REQUIREMENTS> Return each line below that contains the word "path", copying it unchanged.

━━━━━ ENTRIES

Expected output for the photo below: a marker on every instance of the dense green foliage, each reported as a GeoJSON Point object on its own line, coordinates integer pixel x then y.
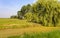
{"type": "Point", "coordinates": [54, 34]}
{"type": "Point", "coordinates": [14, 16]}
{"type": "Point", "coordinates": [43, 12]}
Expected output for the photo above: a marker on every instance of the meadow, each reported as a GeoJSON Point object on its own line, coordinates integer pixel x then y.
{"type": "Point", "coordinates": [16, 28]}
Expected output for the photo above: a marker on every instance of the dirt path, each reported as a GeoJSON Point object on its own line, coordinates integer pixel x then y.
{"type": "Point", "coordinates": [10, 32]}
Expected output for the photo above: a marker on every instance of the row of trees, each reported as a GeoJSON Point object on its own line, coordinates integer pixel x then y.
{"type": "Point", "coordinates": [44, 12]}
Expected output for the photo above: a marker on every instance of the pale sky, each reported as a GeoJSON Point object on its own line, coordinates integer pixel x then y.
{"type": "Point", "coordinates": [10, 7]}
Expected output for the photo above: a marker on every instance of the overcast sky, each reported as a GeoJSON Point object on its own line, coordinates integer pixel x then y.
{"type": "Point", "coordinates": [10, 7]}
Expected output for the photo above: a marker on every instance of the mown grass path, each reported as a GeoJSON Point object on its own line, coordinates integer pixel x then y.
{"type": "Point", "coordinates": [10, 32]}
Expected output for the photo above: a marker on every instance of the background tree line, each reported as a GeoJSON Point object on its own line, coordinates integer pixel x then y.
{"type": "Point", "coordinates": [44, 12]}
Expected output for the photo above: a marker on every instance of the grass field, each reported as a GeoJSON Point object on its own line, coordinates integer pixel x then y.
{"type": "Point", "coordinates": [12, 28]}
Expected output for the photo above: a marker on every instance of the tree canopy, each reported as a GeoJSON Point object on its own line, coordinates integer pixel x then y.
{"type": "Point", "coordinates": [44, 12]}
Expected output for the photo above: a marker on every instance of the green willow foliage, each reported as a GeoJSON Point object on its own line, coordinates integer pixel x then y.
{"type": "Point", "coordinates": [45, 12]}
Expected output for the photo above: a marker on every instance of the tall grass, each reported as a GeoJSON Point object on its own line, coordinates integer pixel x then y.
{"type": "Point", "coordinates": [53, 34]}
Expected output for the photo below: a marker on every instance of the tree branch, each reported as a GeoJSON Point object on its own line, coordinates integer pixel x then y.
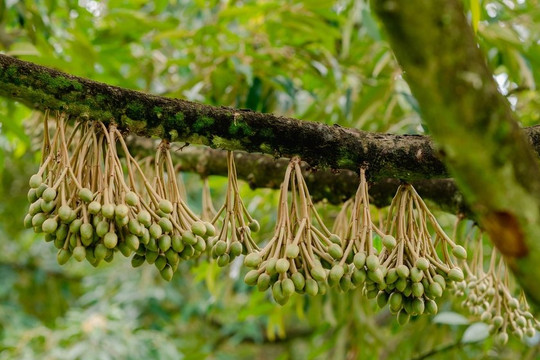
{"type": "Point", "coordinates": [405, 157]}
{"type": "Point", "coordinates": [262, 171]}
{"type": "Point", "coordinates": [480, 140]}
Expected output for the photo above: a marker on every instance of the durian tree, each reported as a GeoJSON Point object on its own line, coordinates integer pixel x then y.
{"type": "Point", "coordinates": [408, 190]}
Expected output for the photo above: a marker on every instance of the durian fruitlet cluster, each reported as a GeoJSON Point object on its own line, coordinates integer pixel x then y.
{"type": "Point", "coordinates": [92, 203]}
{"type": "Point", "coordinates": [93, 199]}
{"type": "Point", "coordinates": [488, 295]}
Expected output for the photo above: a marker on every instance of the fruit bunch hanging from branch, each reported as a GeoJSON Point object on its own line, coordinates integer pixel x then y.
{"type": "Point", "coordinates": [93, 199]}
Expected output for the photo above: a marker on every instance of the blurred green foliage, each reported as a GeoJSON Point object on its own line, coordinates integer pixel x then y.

━━━━━━━━━━
━━━━━ ENTRIES

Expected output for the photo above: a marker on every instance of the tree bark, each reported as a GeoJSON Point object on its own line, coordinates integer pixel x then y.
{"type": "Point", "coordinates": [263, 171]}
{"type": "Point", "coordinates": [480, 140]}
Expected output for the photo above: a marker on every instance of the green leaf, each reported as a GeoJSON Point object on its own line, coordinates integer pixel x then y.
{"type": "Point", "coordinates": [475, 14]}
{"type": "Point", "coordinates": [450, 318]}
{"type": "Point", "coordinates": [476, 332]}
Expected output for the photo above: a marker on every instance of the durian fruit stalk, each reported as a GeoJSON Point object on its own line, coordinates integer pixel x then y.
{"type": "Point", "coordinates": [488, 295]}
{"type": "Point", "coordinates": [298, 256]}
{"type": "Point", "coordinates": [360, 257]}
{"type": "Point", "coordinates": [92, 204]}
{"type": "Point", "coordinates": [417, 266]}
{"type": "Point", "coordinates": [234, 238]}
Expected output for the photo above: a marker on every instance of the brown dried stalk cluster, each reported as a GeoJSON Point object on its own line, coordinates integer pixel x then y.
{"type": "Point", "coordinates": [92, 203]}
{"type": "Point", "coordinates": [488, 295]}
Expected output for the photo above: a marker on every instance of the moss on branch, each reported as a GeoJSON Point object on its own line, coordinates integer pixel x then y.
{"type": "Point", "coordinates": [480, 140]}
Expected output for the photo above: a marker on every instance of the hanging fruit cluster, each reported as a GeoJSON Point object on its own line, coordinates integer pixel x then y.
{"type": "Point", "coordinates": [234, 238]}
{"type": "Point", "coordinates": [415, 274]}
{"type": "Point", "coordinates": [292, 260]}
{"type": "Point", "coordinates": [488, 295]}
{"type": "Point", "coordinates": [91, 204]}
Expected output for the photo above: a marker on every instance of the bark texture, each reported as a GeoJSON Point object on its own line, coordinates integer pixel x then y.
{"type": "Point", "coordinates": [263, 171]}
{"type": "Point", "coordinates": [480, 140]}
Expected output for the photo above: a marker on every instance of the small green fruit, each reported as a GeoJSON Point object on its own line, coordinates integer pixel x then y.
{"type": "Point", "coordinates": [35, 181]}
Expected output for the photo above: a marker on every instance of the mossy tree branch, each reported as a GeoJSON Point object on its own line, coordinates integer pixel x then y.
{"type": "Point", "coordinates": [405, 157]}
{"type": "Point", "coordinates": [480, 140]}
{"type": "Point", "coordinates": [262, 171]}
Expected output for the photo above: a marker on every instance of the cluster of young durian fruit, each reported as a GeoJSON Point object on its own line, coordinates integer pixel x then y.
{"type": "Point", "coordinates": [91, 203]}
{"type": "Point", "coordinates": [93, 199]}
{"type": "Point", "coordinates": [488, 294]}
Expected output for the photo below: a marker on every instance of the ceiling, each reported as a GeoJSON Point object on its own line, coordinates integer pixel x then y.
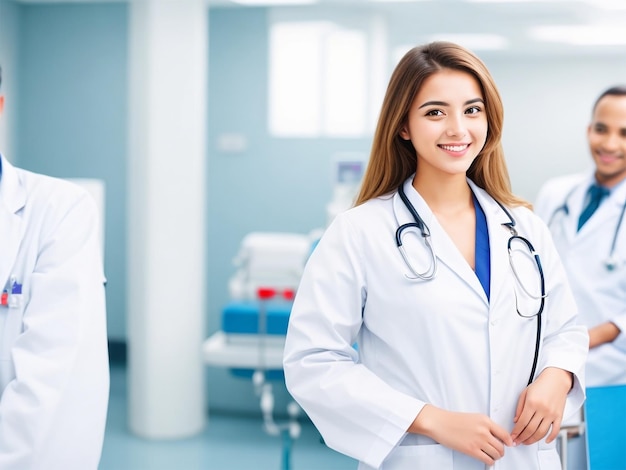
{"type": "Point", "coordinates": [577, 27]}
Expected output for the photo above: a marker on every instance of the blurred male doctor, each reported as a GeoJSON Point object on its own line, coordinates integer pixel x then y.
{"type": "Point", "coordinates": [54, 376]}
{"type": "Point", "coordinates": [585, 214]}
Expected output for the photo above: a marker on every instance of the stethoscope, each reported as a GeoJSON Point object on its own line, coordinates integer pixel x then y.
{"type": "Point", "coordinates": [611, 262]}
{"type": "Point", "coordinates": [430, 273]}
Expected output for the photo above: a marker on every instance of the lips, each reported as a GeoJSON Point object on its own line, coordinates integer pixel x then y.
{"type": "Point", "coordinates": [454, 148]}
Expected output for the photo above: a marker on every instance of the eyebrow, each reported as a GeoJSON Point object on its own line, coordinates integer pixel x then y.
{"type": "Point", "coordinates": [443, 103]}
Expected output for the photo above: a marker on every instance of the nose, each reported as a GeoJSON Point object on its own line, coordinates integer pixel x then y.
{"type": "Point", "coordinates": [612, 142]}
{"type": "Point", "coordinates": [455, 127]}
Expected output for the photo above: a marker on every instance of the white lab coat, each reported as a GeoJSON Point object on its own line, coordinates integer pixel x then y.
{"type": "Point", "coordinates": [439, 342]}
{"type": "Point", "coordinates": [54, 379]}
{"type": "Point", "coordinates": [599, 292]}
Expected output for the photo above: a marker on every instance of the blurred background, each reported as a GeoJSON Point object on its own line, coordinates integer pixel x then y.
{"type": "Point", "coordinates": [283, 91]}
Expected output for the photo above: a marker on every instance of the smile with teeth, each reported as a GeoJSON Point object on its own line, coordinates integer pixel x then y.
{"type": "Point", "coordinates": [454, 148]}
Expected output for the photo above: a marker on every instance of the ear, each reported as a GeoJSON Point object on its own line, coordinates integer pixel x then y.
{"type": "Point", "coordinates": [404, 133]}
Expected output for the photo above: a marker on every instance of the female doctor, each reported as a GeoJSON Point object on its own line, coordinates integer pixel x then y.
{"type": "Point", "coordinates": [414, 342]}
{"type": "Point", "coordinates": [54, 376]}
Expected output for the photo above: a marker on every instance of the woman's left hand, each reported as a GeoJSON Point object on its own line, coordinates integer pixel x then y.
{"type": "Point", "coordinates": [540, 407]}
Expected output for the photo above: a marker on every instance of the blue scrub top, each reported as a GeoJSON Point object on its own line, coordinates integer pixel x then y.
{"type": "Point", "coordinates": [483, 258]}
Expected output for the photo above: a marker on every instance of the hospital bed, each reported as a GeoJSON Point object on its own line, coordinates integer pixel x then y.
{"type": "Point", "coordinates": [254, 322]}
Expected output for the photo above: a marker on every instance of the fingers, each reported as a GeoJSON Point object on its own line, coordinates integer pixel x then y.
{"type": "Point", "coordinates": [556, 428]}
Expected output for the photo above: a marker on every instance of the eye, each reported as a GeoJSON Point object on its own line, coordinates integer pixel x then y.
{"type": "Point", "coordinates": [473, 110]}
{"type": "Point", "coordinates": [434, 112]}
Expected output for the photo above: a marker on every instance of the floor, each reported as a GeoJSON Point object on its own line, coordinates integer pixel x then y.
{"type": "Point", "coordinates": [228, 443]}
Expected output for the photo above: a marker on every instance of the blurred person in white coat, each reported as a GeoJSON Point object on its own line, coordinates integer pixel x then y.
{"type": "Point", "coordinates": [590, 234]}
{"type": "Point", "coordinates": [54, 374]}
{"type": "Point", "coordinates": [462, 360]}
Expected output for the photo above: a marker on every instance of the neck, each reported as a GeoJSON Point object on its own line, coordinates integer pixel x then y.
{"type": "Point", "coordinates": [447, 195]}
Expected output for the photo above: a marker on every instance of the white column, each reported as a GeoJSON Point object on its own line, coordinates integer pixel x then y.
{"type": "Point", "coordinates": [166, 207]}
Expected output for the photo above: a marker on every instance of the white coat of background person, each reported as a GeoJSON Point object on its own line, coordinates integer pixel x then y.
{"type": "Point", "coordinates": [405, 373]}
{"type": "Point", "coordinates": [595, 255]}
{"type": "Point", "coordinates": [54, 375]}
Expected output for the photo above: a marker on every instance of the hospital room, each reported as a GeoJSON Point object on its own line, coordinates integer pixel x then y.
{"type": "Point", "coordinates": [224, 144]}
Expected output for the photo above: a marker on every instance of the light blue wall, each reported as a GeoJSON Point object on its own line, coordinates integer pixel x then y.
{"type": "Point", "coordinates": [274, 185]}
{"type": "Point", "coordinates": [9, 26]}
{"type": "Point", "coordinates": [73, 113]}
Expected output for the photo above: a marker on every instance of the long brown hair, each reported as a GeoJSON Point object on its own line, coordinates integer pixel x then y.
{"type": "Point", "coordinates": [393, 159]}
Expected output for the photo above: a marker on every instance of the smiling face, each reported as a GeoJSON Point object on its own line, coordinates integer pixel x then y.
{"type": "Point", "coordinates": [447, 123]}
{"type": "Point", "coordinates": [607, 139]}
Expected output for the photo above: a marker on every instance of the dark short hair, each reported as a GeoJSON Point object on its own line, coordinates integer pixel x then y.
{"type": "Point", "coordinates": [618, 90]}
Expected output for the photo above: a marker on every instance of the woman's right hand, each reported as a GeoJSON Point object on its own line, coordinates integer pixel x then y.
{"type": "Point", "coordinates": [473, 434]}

━━━━━━━━━━

ANSWER TO THE TASK>
Expected output for the photo above: a marker on every instance of the dirt path, each reported as a GeoJSON Point object on its own line, coordinates integer pixel x then y.
Expected output for the photo above: a marker on every instance of the mown grass path, each reported as a GeoJSON Point object on its own line, coordinates integer pixel x then y.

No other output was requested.